> [TO DO]
Rewrite the material below as a numbered list with one line per item, leaving out any blank lines.

> [DATA SUPPLIED]
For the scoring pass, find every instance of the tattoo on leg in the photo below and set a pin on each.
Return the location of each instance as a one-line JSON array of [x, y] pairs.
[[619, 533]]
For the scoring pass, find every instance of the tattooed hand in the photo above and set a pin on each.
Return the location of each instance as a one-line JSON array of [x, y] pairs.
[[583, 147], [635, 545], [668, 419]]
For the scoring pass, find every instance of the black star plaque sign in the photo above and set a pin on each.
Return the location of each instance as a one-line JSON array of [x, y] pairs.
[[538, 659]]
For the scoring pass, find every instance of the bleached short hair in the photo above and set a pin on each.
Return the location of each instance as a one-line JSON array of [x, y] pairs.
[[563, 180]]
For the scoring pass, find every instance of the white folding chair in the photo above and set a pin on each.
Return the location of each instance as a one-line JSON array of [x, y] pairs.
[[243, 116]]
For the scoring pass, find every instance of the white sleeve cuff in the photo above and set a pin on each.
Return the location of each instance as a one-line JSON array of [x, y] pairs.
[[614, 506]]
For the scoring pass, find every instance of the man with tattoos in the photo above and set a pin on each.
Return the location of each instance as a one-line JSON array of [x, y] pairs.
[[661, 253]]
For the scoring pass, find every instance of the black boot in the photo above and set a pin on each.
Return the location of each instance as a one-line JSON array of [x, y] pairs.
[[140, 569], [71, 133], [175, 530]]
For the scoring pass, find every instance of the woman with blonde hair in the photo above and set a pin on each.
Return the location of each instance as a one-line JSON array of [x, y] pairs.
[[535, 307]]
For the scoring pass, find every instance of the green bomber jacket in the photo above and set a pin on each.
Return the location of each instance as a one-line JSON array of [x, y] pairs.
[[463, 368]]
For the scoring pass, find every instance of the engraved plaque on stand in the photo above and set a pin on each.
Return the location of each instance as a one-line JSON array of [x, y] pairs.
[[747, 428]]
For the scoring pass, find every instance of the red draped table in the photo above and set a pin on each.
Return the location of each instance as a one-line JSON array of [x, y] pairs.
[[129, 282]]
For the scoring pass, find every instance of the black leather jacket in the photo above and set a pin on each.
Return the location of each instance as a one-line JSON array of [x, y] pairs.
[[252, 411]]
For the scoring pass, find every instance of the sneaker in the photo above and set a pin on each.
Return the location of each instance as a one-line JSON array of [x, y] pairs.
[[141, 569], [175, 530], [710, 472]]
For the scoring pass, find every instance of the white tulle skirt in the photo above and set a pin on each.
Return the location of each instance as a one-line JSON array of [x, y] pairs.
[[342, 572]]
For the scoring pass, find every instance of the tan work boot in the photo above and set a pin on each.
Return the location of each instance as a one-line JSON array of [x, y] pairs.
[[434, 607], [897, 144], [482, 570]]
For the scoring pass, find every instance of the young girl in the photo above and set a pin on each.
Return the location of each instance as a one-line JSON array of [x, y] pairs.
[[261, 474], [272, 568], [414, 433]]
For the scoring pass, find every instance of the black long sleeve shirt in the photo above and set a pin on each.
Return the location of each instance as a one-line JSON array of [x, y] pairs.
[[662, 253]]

> [TASK OUTPUT]
1. For the scoring pass, find every instance of the tattoo on leg in the photo below and set a pin on each.
2. Return the location of each instance as a one-line JSON array of [x, y] pairs.
3. [[619, 533]]
4. For the scoring pass, find every instance of the tattooed hand in the photo above and set a pin on each.
5. Return the location of each instance as a one-line JSON array of [x, y] pairs.
6. [[583, 147], [635, 545], [668, 419]]
7. For the scoring pass, find every instance of the black star plaque sign in the photo above and set a pin on each.
8. Return the location of each instance as a one-line JSON array of [x, y] pairs.
9. [[538, 659]]
10. For the scoring pass, find every instance of the bleached short hair in the photo above and set a pin on each.
11. Return the location of each instance as a one-line JSON array of [x, y] pairs.
12. [[563, 180]]
13. For the scoring pass, find every instance of the white folding chair in the photo above and set a pin on each.
14. Return the location of each instance as a one-line JSON array of [x, y] pairs.
15. [[243, 116]]
16. For the scoring pass, find every instance of the white sleeve cuff in the photo above and set a pin on each.
17. Return the location of each instance as a one-line JSON array of [x, y] pairs.
18. [[614, 506]]
19. For the scoring pass, find every instance of the man with tattoos in the photo above and set a pin on each.
20. Return the location of each instance as a one-line JSON array of [x, y] pairs.
21. [[661, 253]]
22. For the scoring pass, find every instance of the black boot in the photo above and set a pin on each.
23. Return the location of each instance as a one-line JSON array of [x, y] pairs.
24. [[140, 569], [71, 133], [175, 530]]
25. For the scoring pass, find every instance of the woman with blonde hair in the photo above and set a pin on each.
26. Return the location of each instance as a one-line JSON array of [x, y] pairs.
27. [[535, 307]]
28. For the scoring pass, find every instance of the green bomber jacket in the photo above and set a pin on each.
29. Return the location of each instance as a one-line JSON array of [x, y] pairs.
30. [[463, 368]]
31. For the scoring pass, find every instance of the engraved plaque on stand in the photo above and set a pin on each.
32. Return the location of each instance as a one-line JSON array of [x, y] pairs.
33. [[747, 428]]
34. For the scoring pass, find every instance of the red draped table in the photo above and set a pin on each.
35. Return the location of each instance as a one-line JSON array of [x, y] pairs.
36. [[129, 282]]
37. For the scoring pass, find every instance of the black leather jacket in the photo above and set a pin on each.
38. Return the location of each instance as a one-line JSON array of [x, y] pairs.
39. [[252, 411]]
40. For the scoring pass, find every instance of the sneaker in the photo above and set a pin on each.
41. Return the location of each instance as a one-line JSON array of [x, y] pairs.
42. [[141, 569], [175, 530], [710, 472]]
43. For the scoring pass, find every instance of the white tulle skirt in the photo above and set a pin on each.
44. Return the location of each instance as a one-line JSON array of [x, y] pairs.
45. [[342, 572]]
46. For the scoring pass, find every instance of the tan work boot in the photo above and set a pin on each.
47. Return the location of each instance as a one-line JSON array of [x, y] pairs.
48. [[434, 607], [897, 144], [482, 570]]
49. For the scoring pass, find every instance of the young girl in the photo above and set a pin on each.
50. Return the location of each instance as a one-line JSON array of [x, y] pairs.
51. [[261, 474], [272, 568], [414, 433]]
52. For the scoring pass, find every instance of the black long sleeve shirt in the photo above and set a pin on each.
53. Return the location of each instance as a one-line JSON array of [x, y] pairs.
54. [[662, 253]]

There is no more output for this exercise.